• AIM OF THE EXERCISE: Restate word for word the entries below, starting with the line with "water in this photo." and continuing through the line with "background in this photo.". Include both of those lines and no others.

Records drawn from a dataset:
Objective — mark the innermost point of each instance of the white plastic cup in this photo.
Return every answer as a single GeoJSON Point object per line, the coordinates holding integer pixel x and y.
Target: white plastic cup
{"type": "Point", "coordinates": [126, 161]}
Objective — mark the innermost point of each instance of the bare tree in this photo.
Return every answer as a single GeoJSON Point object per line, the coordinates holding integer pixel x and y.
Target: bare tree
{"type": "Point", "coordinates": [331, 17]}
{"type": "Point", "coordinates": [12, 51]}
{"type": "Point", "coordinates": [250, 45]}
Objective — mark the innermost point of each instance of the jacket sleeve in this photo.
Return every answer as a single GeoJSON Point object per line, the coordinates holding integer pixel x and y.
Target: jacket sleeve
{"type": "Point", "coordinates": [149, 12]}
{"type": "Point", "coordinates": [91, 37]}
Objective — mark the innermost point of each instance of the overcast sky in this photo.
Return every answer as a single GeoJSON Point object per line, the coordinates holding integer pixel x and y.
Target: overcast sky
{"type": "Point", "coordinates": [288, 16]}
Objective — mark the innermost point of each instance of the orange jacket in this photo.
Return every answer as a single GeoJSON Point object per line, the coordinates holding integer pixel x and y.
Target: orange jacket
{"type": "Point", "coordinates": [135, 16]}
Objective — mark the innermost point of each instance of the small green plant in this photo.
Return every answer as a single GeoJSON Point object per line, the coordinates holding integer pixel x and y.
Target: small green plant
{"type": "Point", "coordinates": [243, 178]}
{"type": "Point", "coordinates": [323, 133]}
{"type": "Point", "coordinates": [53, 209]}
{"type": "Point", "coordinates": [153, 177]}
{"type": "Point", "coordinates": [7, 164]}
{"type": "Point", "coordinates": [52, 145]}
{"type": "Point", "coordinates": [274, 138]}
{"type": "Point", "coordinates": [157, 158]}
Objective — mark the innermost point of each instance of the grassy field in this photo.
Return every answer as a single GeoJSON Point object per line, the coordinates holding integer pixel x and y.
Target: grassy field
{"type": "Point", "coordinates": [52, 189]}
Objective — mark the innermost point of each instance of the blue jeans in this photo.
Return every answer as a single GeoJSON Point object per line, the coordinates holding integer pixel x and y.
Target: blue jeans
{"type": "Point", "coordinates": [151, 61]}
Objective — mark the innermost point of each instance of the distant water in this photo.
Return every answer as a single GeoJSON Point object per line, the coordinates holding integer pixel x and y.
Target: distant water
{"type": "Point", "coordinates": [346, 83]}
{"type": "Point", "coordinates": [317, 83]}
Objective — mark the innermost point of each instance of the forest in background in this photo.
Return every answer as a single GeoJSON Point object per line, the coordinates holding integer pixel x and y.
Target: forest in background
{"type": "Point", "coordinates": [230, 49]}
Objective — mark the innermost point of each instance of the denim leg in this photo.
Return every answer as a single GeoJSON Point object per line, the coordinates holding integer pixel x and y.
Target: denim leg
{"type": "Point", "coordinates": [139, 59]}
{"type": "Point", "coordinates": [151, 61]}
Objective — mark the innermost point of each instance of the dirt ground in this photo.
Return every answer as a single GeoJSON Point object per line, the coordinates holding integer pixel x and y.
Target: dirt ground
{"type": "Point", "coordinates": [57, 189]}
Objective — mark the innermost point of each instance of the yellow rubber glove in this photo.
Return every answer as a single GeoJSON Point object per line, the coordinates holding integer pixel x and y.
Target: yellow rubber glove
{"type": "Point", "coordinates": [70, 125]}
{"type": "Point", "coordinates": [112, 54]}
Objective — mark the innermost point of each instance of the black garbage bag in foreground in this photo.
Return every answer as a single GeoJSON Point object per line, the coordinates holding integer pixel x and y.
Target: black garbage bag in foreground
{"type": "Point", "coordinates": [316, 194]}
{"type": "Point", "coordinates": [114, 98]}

• EXERCISE OUTPUT:
Objective — mark the innermost point of each instance of the distant water in this photo.
Return every answer as a single GeoJSON Point object per line, the coordinates holding integer pixel x and y.
Target: distant water
{"type": "Point", "coordinates": [346, 83]}
{"type": "Point", "coordinates": [317, 83]}
Objective — mark the innermost point of each instance of the forest in background in this photo.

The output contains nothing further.